Minnesota ranch looks to regenerate land rather than sustain it
REDWOOD FALLS, Minn. — A pair of monarch butterflies fluttered by Grant Breitkreutz as he stood in a field of cover crops.
"The wildlife we got back here on the farm is unbelievable," he said.
Besides the butterflies, there are pheasants, quail and partridge, and "you can't even count" the deer, he explained in a visit to his farm this month. Many of the species hadn't been seen in decades until they reappeared in recent years. Breitkreutz attributes the increase in wildlife to the soil health practices implemented on the farm
But, even more importantly than the influx of wildlife, the changes made on Stoney Creek Farm have reduced input costs while maintaining or exceeding prior crop and cattle performance.
"This is keeping us in business," Breitkreutz said.
Breitkreutz and his wife, Dawn, are proponents of what they call "regenerative agriculture." To them, sustainability isn't enough. Why would one want to sustain a degraded resource? Instead, the Breitkreutzes want to "regenerate" their farm — fix it and continue to improve it for the future.
To that end, Stoney Creek Farm is 100 percent no-till on every crop and grows cover crops during or after every crop to keep living roots in the soil at all times. Cattle are cell-grazed across every acre to ensure they "get a hoof print across every inch," Breitkreutz said.
The Breitkreutzes' practices have garnered them awards and honors over the years. Most recently, Soil Health Consultants LLC held a Soil Health Academy at Stoney Creek Farm from July 31 to Aug. 2. The group's four partners, Allen Williams, Gabe Brown, Ray Archuleta and David Brandt, all came to the farm northwest of Redwood Falls for the event, along with participants from seven states and one Canadian province, ranging from college students to active and retired farmers and university professors.
===============
# [What this exercise asks]
A – In the Stoney Creek Farm article, when was the Soil Health Academy held at the farm?
B – Continue the Stoney Creek Farm article from its last sentence.
The records are separate material, unrelated to the Stoney Creek Farm article.
===============
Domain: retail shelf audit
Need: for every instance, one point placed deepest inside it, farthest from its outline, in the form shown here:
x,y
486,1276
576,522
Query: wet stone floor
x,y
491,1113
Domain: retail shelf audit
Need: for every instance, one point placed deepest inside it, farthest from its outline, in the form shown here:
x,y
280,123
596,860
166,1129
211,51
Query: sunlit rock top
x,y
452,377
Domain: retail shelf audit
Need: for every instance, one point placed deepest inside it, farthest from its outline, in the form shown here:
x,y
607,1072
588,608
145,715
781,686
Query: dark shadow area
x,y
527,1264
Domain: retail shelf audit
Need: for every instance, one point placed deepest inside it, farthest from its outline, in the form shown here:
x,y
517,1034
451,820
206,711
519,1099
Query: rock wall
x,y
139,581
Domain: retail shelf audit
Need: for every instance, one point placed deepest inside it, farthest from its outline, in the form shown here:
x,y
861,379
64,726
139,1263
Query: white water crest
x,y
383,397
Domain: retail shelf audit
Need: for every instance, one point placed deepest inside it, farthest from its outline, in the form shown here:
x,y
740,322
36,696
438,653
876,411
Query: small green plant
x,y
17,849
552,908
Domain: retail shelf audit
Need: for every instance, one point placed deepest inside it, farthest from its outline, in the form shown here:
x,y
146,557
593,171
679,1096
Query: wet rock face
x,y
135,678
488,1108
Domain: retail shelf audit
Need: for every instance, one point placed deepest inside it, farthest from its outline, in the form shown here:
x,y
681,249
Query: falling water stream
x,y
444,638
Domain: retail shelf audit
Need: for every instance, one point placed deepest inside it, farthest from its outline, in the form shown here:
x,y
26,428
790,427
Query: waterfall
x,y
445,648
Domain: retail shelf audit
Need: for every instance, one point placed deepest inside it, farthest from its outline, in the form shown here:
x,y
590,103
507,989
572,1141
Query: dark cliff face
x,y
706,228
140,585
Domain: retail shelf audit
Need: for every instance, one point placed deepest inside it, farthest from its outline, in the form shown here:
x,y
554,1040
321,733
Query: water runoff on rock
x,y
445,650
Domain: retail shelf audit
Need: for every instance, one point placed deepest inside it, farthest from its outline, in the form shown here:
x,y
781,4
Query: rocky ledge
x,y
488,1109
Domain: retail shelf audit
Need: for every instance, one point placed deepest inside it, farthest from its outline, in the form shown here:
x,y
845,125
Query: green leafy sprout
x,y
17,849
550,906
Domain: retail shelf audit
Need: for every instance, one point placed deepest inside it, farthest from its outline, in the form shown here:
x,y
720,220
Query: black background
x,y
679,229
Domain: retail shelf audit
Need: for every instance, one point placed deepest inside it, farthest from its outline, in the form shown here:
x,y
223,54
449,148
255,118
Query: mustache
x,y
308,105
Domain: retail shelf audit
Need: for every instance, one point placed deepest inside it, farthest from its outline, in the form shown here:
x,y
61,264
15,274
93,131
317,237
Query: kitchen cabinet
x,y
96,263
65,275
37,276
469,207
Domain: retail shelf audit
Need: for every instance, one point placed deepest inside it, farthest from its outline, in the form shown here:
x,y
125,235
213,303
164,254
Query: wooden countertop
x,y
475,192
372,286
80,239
===============
# [Exercise results]
A – From July 31 to Aug. 2.

B –
The workshop addressed how improved soil health can affect such issues as profitability, the impact of droughts or floods, water quality and fertilizer inputs, and provided instruction on things like increasing organic matter, implementing integrated pest management strategies, designing cover crop mixes and integrating livestock into cropping systems.
Those lessons all are on display at Stoney Creek Farm, where the Breitkreutzes are striving to quit using commercial fertilizers. They now use .2 pounds of nitrogen to produce each bushel of corn, and they have maintained an actual production history of 190 bushels per acre. It costs them $2.59 to produce each bushel of corn, which means even the relatively low local corn price of $3.21 per bushel turns a profit.
Additionally, the Breitkreutzes have seen higher percentages of protein in their corn and other feeds, which has helped when they run it through their livestock.
"They're gaining on way less feed," Breitkreutz said.
Breitkreutz stresses the importance of constant learning and finding new and better ways to do things. The cover crops on which he stood did not turn out the way he expected. But still, he has found a use for it.
"This is actually a complete failure," he said. "But we're going to make it into something. We're going to graze it."
They use a three or four crop rotation most years and have worked to determine combinations of crops and cover crops that will most adequately hold nitrogen from manure. For cover crops, they most often go with a nine-seed mix consisting of three grasses, three legumes and three brassicas.
"We're trying to make improvements all the time," he said.
Grant Breitkreutz credits his wife with pushing him to make changes by getting him to provide the "why" for what he was doing. Just because something has always been done one way doesn't mean it's right, they explain. Dawn Breitkreutz continues to challenge her husband by asking "why" something has to be done, which gets him to stop and consider his reasons.
"That keeps me thinking all the time," Breitkreutz said.
The changes at Stoney Creek Farm haven't just improved the soil health and the financial viability of the farm. It's recharged the Breitkreutzes' enjoyment of their way of life. They advise other farmers to consider making changes to their farms and to think through what is truly best for them, rather than what's best for their input providers.
"It's gotten to be fun again," Breitkreutz said.